> **WORK INSTRUCTIONS**
Copy, from the material below, every line in which the word "woman" can be found.
-- Opening Marker --
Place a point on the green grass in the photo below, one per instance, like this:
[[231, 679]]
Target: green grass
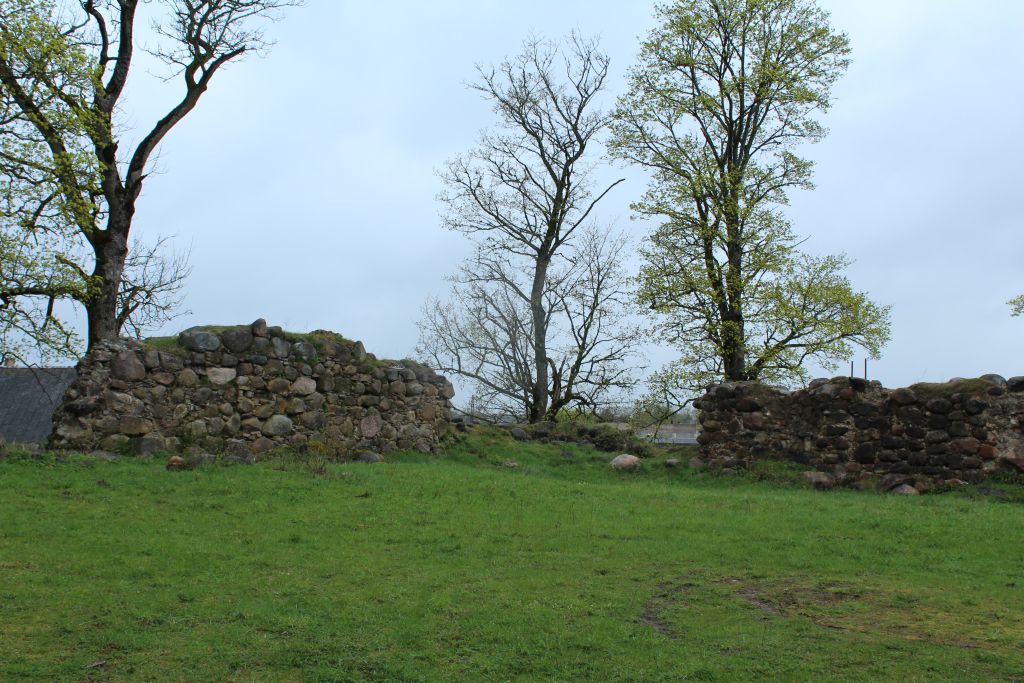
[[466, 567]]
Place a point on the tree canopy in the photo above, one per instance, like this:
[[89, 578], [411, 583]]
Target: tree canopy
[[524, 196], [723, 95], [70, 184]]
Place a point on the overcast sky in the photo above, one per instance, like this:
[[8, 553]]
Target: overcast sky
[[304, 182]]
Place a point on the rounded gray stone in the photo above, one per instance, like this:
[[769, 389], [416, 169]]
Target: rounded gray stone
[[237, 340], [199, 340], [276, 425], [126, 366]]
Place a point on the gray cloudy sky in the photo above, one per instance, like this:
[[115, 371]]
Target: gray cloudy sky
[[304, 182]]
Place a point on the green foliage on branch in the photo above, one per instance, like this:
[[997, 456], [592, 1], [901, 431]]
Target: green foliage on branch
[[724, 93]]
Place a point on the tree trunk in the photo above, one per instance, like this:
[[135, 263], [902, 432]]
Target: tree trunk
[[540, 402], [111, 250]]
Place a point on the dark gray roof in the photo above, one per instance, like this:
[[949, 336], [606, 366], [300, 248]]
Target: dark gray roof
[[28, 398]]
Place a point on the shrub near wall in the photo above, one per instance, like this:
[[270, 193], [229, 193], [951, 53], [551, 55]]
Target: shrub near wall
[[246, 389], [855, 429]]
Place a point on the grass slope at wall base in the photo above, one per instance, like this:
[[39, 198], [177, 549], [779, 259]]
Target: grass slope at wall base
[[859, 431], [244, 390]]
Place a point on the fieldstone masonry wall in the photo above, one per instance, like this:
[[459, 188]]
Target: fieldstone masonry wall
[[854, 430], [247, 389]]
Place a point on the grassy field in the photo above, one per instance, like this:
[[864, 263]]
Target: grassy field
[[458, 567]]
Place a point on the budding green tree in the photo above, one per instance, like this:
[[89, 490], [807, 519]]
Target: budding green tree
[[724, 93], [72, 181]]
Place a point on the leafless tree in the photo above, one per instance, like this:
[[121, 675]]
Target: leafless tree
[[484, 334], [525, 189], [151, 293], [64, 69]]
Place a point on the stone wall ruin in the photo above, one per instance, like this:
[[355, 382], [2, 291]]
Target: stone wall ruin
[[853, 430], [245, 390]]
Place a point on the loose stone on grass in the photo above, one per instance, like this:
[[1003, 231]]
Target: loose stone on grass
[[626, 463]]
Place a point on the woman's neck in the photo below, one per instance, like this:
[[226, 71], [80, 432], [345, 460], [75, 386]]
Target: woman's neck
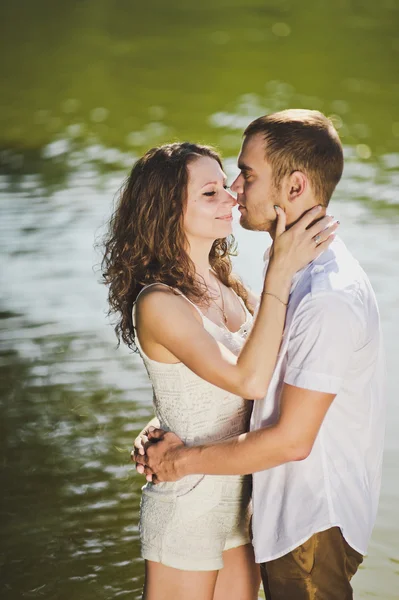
-- Closing Marker --
> **TASK RESULT**
Place a point on the woman's neck in the photo below, one per instance, like this:
Target: woman's neck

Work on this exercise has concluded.